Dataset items
*** Begin section ***

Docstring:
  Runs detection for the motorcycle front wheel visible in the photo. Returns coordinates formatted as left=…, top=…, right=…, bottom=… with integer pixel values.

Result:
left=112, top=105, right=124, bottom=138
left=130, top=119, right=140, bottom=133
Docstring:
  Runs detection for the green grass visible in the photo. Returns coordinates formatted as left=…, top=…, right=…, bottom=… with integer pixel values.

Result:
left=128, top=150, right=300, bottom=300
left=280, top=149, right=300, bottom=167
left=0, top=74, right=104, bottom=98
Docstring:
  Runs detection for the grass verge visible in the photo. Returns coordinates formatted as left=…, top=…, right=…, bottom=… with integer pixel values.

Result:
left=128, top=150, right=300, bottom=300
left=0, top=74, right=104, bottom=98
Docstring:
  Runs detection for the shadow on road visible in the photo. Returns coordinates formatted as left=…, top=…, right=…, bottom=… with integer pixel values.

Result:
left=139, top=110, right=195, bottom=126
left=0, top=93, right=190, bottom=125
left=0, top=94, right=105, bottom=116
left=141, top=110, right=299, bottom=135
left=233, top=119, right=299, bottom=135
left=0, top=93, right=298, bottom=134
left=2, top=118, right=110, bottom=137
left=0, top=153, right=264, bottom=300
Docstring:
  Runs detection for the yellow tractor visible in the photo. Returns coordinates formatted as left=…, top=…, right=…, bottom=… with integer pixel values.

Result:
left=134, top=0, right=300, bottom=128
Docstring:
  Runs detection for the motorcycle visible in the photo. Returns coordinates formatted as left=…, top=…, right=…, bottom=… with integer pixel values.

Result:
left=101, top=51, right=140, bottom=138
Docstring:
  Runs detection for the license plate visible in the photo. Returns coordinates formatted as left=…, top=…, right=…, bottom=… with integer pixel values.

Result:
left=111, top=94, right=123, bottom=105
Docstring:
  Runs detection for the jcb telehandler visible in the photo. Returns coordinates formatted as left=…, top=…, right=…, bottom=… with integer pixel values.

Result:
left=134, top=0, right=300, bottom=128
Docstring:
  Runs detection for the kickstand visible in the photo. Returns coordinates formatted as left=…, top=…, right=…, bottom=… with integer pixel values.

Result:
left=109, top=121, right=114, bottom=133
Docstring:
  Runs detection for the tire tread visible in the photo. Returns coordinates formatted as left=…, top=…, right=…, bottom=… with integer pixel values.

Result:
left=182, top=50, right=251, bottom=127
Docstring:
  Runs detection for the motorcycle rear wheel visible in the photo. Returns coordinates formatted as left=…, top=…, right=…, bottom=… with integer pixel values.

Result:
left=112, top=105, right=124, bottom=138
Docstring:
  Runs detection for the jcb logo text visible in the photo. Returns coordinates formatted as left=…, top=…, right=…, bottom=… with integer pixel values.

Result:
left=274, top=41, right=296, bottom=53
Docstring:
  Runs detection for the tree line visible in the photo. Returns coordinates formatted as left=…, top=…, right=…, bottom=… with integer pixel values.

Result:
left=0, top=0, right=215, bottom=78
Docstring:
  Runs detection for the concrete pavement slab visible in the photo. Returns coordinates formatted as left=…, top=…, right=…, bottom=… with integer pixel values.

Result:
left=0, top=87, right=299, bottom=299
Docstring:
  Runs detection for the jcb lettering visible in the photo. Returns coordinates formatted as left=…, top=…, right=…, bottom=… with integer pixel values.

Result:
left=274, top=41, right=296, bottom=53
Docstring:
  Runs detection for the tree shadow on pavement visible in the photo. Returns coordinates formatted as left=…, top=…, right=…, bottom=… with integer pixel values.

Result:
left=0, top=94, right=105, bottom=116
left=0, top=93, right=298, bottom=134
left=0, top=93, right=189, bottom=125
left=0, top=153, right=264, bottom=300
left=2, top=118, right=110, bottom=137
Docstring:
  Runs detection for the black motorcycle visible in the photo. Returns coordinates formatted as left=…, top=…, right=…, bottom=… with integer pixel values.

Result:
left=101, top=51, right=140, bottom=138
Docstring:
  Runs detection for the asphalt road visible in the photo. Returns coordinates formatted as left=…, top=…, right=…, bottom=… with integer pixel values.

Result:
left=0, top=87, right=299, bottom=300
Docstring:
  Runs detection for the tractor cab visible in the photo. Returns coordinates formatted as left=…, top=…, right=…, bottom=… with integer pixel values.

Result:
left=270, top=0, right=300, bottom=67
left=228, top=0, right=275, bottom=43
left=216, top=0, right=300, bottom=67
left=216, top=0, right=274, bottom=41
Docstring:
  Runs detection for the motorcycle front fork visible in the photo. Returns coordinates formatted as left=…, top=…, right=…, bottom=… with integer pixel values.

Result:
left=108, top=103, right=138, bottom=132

*** End section ***

Every record must be repeated precisely and in full.

Docstring:
  Runs detection for the motorcycle front wheel visible in the photo. Returns coordinates formatted as left=…, top=…, right=…, bottom=… with integer pixel values.

Result:
left=112, top=105, right=124, bottom=138
left=130, top=119, right=140, bottom=133
Docstring:
  Runs detection for the green grass visible in the photo. Returns coordinates formatted as left=…, top=…, right=…, bottom=… with integer pixel values.

Result:
left=128, top=150, right=300, bottom=300
left=280, top=149, right=300, bottom=167
left=0, top=74, right=104, bottom=98
Docstring:
  Runs detection for the grass verge visible in the photo. Returns coordinates formatted as left=…, top=…, right=…, bottom=… with integer pixel values.

Result:
left=128, top=150, right=300, bottom=300
left=0, top=74, right=104, bottom=98
Docstring:
  Runs detection for the shadow on road visible in the photo. Returns coordinates formatted as left=…, top=…, right=…, bottom=… with integer pixel values.

Result:
left=139, top=110, right=195, bottom=126
left=0, top=93, right=190, bottom=125
left=0, top=94, right=105, bottom=116
left=141, top=110, right=299, bottom=135
left=233, top=119, right=299, bottom=135
left=0, top=93, right=298, bottom=134
left=2, top=118, right=110, bottom=137
left=0, top=153, right=264, bottom=300
Docstring:
  Runs detection for the yellow tractor visible in the photo. Returns coordinates formatted as left=…, top=…, right=…, bottom=… with integer pixel values.

Result:
left=134, top=0, right=300, bottom=128
Docstring:
  Runs detection for the motorcycle visible in the photo. Returns coordinates formatted as left=…, top=…, right=…, bottom=… with integer pixel values.

Result:
left=101, top=51, right=140, bottom=138
Docstring:
  Runs detection for the license plate visible in the photo. Returns coordinates formatted as left=…, top=…, right=…, bottom=… with integer pixel values.

Result:
left=111, top=94, right=123, bottom=105
Docstring:
  Runs detection for the jcb telehandler visible in the photo. Returns coordinates formatted as left=…, top=…, right=…, bottom=… with integer pixel values.

Result:
left=134, top=0, right=300, bottom=128
Docstring:
  Runs detection for the kickstand visible in the photo. Returns coordinates formatted as left=…, top=…, right=…, bottom=… with integer pixel values.

Result:
left=109, top=121, right=114, bottom=133
Docstring:
  Runs detection for the tire tread visible in the photo. Returns coordinates formatted as left=…, top=…, right=…, bottom=… with integer pixel values.

Result:
left=182, top=50, right=251, bottom=127
Docstring:
  Runs detection for the motorcycle rear wheel visible in the photo. Returns coordinates formatted as left=…, top=…, right=…, bottom=… with integer pixel values.

Result:
left=112, top=105, right=124, bottom=138
Docstring:
  Runs detection for the jcb logo text visible in the photo. Returns coordinates formatted as left=…, top=…, right=…, bottom=… with integer pixel values.

Result:
left=274, top=41, right=296, bottom=53
Docstring:
  Runs detection for the tree line visible in the photo. Returns coordinates formatted as left=…, top=…, right=…, bottom=… with integer pixel values.

Result:
left=0, top=0, right=215, bottom=78
Docstring:
  Runs detection for the concrete pavement slab visible in the photo. Returns coordinates formatted as left=…, top=…, right=…, bottom=… with integer pixel values.

Result:
left=0, top=87, right=299, bottom=299
Docstring:
  Runs detection for the jcb lettering visible in the photo. Returns coordinates formatted as left=…, top=…, right=…, bottom=… with integer pixel values.

Result:
left=274, top=41, right=296, bottom=53
Docstring:
  Runs detection for the tree shadow on pavement visible in the photo. Returns coordinates formatted as left=…, top=…, right=…, bottom=… with integer pixel values.

Result:
left=0, top=94, right=105, bottom=116
left=0, top=93, right=298, bottom=134
left=0, top=93, right=189, bottom=125
left=0, top=153, right=264, bottom=300
left=2, top=118, right=110, bottom=137
Docstring:
  Runs detection for the black motorcycle visible in the photo. Returns coordinates formatted as left=…, top=…, right=…, bottom=… with integer pixel values.

Result:
left=101, top=51, right=140, bottom=138
Docstring:
  Runs detection for the asphalt road visible in the photo. Returns coordinates formatted as left=…, top=…, right=…, bottom=… with integer pixel values.

Result:
left=0, top=87, right=299, bottom=300
Docstring:
  Runs detection for the tractor cab visible in the photo. Returns coordinates formatted as left=…, top=…, right=…, bottom=… with integer pixel values.

Result:
left=270, top=0, right=300, bottom=67
left=228, top=0, right=275, bottom=43
left=216, top=0, right=300, bottom=67
left=216, top=0, right=274, bottom=41
Docstring:
  Runs detection for the motorcycle front fork visible in the photo. Returns coordinates formatted as left=…, top=…, right=…, bottom=… with integer pixel values.

Result:
left=108, top=103, right=138, bottom=132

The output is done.